Challenge: Please show each line in the listing that contains the word "white".

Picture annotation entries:

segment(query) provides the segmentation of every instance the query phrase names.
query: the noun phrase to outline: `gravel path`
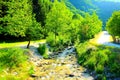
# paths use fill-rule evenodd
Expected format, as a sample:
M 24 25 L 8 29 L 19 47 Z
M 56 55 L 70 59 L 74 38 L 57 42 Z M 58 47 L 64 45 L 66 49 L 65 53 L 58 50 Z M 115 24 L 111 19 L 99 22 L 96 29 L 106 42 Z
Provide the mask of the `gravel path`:
M 97 43 L 120 48 L 120 44 L 115 44 L 115 43 L 110 42 L 110 35 L 107 31 L 102 32 L 102 34 L 98 38 Z

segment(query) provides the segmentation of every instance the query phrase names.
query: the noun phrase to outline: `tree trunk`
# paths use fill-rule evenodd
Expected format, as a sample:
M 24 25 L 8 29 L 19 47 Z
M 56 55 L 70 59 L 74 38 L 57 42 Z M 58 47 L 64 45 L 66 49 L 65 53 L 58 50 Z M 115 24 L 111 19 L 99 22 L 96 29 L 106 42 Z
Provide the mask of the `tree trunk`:
M 30 48 L 30 40 L 29 40 L 29 42 L 28 42 L 28 44 L 27 44 L 27 48 Z

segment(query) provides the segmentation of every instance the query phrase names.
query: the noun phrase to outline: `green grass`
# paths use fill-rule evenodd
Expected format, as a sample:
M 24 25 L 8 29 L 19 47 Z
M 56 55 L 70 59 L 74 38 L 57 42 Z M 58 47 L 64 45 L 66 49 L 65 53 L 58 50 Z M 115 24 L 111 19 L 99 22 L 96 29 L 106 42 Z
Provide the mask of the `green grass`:
M 45 43 L 46 40 L 36 40 L 36 41 L 31 41 L 31 44 L 34 44 L 36 42 L 43 42 Z M 10 48 L 10 47 L 16 47 L 16 46 L 22 46 L 22 45 L 26 45 L 27 46 L 28 41 L 24 41 L 24 42 L 13 42 L 13 43 L 6 43 L 6 42 L 2 42 L 0 43 L 0 48 Z
M 21 48 L 8 48 L 0 50 L 0 68 L 19 67 L 27 61 L 27 50 Z
M 76 45 L 78 63 L 97 74 L 107 72 L 120 76 L 120 48 L 91 45 L 89 42 Z
M 46 44 L 39 44 L 38 52 L 44 57 L 48 58 L 48 48 Z

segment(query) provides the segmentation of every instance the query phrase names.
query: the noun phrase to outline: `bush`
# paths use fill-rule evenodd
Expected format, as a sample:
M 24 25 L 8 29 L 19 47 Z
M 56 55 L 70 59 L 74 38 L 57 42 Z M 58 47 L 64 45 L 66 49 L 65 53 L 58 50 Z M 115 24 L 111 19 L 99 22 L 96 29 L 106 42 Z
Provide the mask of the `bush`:
M 48 58 L 48 48 L 46 44 L 39 44 L 38 51 L 44 58 Z
M 26 50 L 21 48 L 9 48 L 0 50 L 0 67 L 18 67 L 27 60 L 24 54 Z
M 110 72 L 120 76 L 120 57 L 119 49 L 107 46 L 91 47 L 88 42 L 76 45 L 79 64 L 95 70 L 98 74 L 103 74 L 105 68 L 110 69 Z

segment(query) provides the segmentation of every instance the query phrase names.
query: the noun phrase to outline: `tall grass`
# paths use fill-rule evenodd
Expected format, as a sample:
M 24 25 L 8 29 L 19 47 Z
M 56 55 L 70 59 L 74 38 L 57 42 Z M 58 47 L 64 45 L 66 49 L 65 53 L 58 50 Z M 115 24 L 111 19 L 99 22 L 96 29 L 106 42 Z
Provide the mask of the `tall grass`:
M 21 48 L 1 49 L 0 68 L 13 68 L 22 65 L 27 60 L 25 51 Z
M 88 42 L 76 45 L 78 63 L 95 70 L 98 74 L 104 74 L 105 69 L 120 76 L 120 49 L 107 46 L 94 46 Z
M 39 44 L 38 52 L 44 57 L 48 58 L 48 48 L 46 44 Z

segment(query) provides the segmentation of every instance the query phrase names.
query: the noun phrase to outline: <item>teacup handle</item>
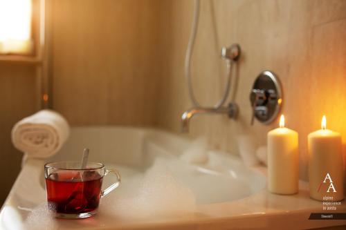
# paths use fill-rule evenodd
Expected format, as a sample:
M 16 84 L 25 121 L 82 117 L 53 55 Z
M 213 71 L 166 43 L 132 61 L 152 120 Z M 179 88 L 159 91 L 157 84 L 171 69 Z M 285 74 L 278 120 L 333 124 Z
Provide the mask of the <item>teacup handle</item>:
M 106 172 L 104 173 L 104 176 L 108 175 L 108 173 L 113 173 L 116 176 L 117 181 L 116 182 L 112 184 L 110 186 L 109 186 L 106 189 L 101 191 L 101 198 L 103 198 L 104 195 L 107 195 L 108 193 L 109 193 L 113 190 L 118 188 L 121 182 L 120 175 L 119 174 L 119 172 L 113 169 L 106 169 Z

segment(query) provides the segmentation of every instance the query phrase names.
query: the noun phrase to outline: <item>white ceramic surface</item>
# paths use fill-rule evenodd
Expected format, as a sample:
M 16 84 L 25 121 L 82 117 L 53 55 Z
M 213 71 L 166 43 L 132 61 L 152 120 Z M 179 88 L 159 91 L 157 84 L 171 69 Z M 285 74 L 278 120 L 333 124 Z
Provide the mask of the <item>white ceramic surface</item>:
M 24 229 L 31 210 L 45 201 L 43 166 L 46 162 L 79 160 L 82 148 L 87 146 L 91 151 L 91 161 L 116 167 L 126 182 L 145 171 L 157 158 L 177 160 L 190 144 L 187 139 L 157 130 L 73 128 L 71 138 L 57 155 L 47 160 L 30 159 L 26 162 L 1 209 L 0 229 Z M 345 220 L 308 220 L 311 212 L 322 211 L 320 202 L 309 198 L 306 183 L 300 182 L 296 195 L 272 194 L 265 189 L 264 168 L 248 169 L 237 157 L 224 153 L 210 151 L 208 156 L 207 164 L 188 164 L 189 173 L 182 177 L 183 184 L 197 199 L 197 210 L 191 215 L 128 220 L 100 212 L 86 220 L 57 220 L 55 227 L 59 229 L 289 229 L 346 224 Z M 121 189 L 120 186 L 117 192 L 121 193 Z M 346 212 L 343 203 L 338 207 L 338 211 Z M 44 220 L 39 221 L 44 226 Z

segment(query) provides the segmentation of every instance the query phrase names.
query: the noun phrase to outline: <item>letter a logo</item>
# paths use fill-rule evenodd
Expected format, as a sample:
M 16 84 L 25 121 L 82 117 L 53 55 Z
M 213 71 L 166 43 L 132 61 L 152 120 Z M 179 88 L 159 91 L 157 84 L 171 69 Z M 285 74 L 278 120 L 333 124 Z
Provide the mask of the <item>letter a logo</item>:
M 331 180 L 329 173 L 327 173 L 325 180 L 323 181 L 323 183 L 326 182 L 327 179 L 329 180 L 329 183 L 333 183 L 333 181 Z
M 329 173 L 327 173 L 325 180 L 323 180 L 323 183 L 327 182 L 327 180 L 329 180 L 329 186 L 328 187 L 328 190 L 327 190 L 327 192 L 329 193 L 329 190 L 331 189 L 333 190 L 333 193 L 336 193 L 336 190 L 335 190 L 334 185 L 333 184 L 333 181 L 331 180 L 331 178 L 330 177 Z M 321 183 L 322 184 L 322 183 Z

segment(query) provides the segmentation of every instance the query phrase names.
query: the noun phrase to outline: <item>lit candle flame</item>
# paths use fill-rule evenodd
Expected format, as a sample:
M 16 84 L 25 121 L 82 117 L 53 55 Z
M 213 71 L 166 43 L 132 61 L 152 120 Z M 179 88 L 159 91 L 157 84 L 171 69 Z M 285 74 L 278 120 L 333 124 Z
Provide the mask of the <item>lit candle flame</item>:
M 282 115 L 280 117 L 280 122 L 279 123 L 279 126 L 280 128 L 284 127 L 284 117 L 283 115 Z
M 323 130 L 325 130 L 327 128 L 327 119 L 325 118 L 325 115 L 323 115 L 323 117 L 322 117 L 321 128 Z

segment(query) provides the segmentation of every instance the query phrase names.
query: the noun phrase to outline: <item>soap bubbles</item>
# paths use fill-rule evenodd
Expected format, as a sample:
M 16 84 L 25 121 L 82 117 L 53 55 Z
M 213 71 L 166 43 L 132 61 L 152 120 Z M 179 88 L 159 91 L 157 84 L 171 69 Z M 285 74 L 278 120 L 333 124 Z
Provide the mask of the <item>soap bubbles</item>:
M 24 223 L 27 230 L 57 229 L 57 220 L 46 202 L 37 206 L 28 215 Z
M 193 213 L 195 197 L 173 175 L 171 161 L 158 158 L 145 173 L 124 182 L 122 191 L 103 199 L 100 212 L 131 219 Z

Worked solution:
query: the noun phrase to outline: <item>white ceramic surface</item>
Provide the mask of the <item>white ceramic surface</item>:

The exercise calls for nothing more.